• [TASK OBJECTIVE] Turn the entries below into a numbered list, leaving out any blank lines.

• [DATASET ENTRIES]
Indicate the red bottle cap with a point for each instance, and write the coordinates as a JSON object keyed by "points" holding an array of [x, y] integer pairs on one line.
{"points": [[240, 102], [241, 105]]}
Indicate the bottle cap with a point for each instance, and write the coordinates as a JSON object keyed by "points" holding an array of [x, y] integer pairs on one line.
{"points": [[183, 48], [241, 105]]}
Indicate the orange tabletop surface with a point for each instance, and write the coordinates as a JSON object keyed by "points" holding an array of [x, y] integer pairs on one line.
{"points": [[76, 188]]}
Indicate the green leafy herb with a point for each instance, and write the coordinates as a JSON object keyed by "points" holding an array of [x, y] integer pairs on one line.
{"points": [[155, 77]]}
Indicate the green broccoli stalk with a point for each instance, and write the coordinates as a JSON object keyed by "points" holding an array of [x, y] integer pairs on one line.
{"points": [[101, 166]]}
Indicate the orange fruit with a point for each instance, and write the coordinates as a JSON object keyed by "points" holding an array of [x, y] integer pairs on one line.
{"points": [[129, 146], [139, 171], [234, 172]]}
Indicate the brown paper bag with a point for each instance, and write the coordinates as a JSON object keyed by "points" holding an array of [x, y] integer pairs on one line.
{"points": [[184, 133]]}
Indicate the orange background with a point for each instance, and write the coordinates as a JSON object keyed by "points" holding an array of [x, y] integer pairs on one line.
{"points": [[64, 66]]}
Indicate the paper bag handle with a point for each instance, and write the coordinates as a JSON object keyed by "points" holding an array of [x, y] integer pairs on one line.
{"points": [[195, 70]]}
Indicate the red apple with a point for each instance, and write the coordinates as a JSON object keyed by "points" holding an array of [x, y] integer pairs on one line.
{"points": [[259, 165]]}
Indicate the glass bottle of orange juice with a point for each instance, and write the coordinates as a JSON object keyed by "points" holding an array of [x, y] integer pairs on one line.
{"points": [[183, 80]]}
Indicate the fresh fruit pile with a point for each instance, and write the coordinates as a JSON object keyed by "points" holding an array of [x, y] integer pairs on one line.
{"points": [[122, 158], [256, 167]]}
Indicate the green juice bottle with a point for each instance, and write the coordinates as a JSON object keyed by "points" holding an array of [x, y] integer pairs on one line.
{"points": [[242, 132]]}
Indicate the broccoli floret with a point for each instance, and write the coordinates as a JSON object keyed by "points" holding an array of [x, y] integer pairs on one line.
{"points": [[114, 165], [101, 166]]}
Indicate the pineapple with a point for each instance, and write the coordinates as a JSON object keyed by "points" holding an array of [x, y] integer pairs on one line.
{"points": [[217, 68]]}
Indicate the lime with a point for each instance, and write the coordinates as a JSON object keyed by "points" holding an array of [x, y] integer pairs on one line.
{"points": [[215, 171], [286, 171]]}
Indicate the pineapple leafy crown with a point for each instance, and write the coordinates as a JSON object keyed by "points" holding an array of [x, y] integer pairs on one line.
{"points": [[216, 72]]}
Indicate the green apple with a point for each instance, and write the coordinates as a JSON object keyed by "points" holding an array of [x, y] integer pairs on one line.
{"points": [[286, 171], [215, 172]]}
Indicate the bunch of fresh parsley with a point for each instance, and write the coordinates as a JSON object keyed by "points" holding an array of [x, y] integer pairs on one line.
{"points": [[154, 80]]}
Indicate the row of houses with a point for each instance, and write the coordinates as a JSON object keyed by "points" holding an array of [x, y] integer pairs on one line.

• [EXERCISE ANSWER]
1. Indicate the red bottle cap with a point for each instance, and write the coordinates as a JSON object keyed by "points" holding an array of [x, y] integer pairs on one line.
2. {"points": [[240, 102], [241, 105]]}
3. Indicate the bottle cap with a point for each instance, and write the coordinates as a JSON object keyed by "points" holding an array of [x, y] integer pairs on one line.
4. {"points": [[183, 48], [241, 105]]}
5. Indicate the orange tabletop surface with a point for each instance, and write the coordinates as a JSON object keyed by "points" holding an array of [x, y] integer pairs on one line.
6. {"points": [[76, 188]]}
7. Indicate the green leafy herb with a point for each instance, and write the coordinates as a JSON object keyed by "points" holding an array of [x, y] integer pairs on one line.
8. {"points": [[155, 77]]}
9. Indicate the green broccoli stalk with a point for each instance, and write the coordinates as a JSON object keyed by "points" holding an array of [x, y] integer pairs on one line.
10. {"points": [[101, 166]]}
11. Indicate the orange fruit with a point for each instance, and write the coordinates as a JSON object keyed by "points" holding an array of [x, y] integer pairs on one line.
12. {"points": [[129, 146], [139, 171], [234, 172]]}
13. Indicate the brown paper bag with a point for each instance, and write the coordinates as a JSON object keyed by "points" holding an array of [x, y] integer pairs on one line.
14. {"points": [[184, 133]]}
15. Indicate the orange background with a point for each instance, and write the coordinates as a JSON object keyed by "points" holding an array of [x, y] integer pairs on one line.
16. {"points": [[64, 66]]}
17. Indicate the paper bag handle with a point for each instance, and write the coordinates as a JSON object keyed by "points" holding an array of [x, y] integer pairs on one line.
18. {"points": [[195, 70]]}
19. Indicate the red apple with a point for each instance, and write the coordinates as a JSON object keyed by "points" holding an array of [x, y] integer pairs on one line.
20. {"points": [[259, 165]]}
21. Indicate the glass bottle of orange juice with a point for each instance, and write the coordinates as a JSON object keyed by "points" holding an array of [x, y] integer pairs on one line.
22. {"points": [[183, 80]]}
23. Indicate the fresh fruit pile with a point for each instance, and write the coordinates as a JSON object keyed by "points" holding an array of [x, y] integer pairs on one line.
24. {"points": [[122, 158], [256, 167]]}
25. Indicate the green juice bottle with a point for each instance, and write the coordinates as a JSON object keyed by "points" holding an array of [x, y] integer pairs on one line.
26. {"points": [[242, 132]]}
27. Indicate the broccoli floret with a point for each instance, and write the coordinates as a JSON object keyed by "points" holding an array of [x, y] integer pairs on one line.
28. {"points": [[114, 165], [101, 166]]}
29. Indicate the pineapple with a point for each instance, and write the coordinates as a JSON object keyed by "points" holding an array of [x, y] integer pairs on one line.
30. {"points": [[217, 68]]}
31. Indicate the lime with a point for each instance, and write the coordinates as a JSON object keyed by "points" holding an array of [x, y] integer pairs on one line.
32. {"points": [[215, 171], [286, 171]]}
33. Indicate the pineapple leafy crown with a point for each instance, and write the coordinates as a JSON object keyed by "points" holding an array of [x, y] integer pairs on one line.
34. {"points": [[216, 72]]}
35. Indicate the green apple with a point for each instance, and write the coordinates as a JSON object keyed by "points" holding an array of [x, y] integer pairs on one line.
36. {"points": [[286, 171], [215, 172]]}
37. Indicate the bunch of fresh parsley with a point for each instance, and write the coordinates as a JSON object keyed by "points" holding an array of [x, y] integer pairs on one line.
38. {"points": [[154, 80]]}
39. Indicate the row of houses with a point for each instance, and write the coordinates as a JSON object keyed by "points" holding an array of [x, y] integer pairs on one line.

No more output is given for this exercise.